Every line below must be reproduced exactly. Copy them all.

Natural-language object grounding data:
=======
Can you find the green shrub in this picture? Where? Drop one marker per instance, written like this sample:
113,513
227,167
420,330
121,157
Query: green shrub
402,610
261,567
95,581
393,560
=======
## EXERCISE ANSWER
Can you find the green shrub in this picture? Where? Drop one marker per instance, written like this sample:
113,513
227,167
420,330
121,157
Query: green shrub
402,610
261,567
95,581
393,560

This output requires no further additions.